Text:
= Do you know where your children are? =

American public service announcement

"Do you know where your children are?" – a public service announcement

"Do you know where your children are?" is a question used as a public service announcement (PSA) for parents on American television from the late 1960s through the late 1980s. Accompanied by a time announcement, this phrase is typically used as a direct introduction for the originating station's late-evening newscast, typically at either 10:00 p.m. or 11:00 p.m.

==History==
While the phrase itself had appeared in newspapers as early as the 19th century, usage of it in broadcasting started in the early 1960s following the enactment of nightly youth curfews for minors in multiple large cities.

Problem 1:
In the text about the PSA, turn the paragraph beginning "While the phrase itself" into a short bulleted list that keeps its main facts.
Problem 2:
Revise the text about the PSA: reproduce the part that opens with the words containing "American public service" and closes with "or 11:00 p.m.", replacing "newscast" with "news program".

Entries provided:

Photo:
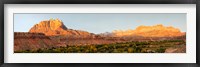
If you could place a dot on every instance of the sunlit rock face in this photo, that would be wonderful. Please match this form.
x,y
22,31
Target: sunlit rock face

Expected answer 1:
- The phrase appeared in newspapers as early as the 19th century.
- Broadcasting began using it in the early 1960s.
- This followed nightly youth curfews for minors enacted in multiple large cities.

Expected answer 2:
American public service announcement

"Do you know where your children are?" – a public service announcement

"Do you know where your children are?" is a question used as a public service announcement (PSA) for parents on American television from the late 1960s through the late 1980s. Accompanied by a time announcement, this phrase is typically used as a direct introduction for the originating station's late-evening news program, typically at either 10:00 p.m. or 11:00 p.m.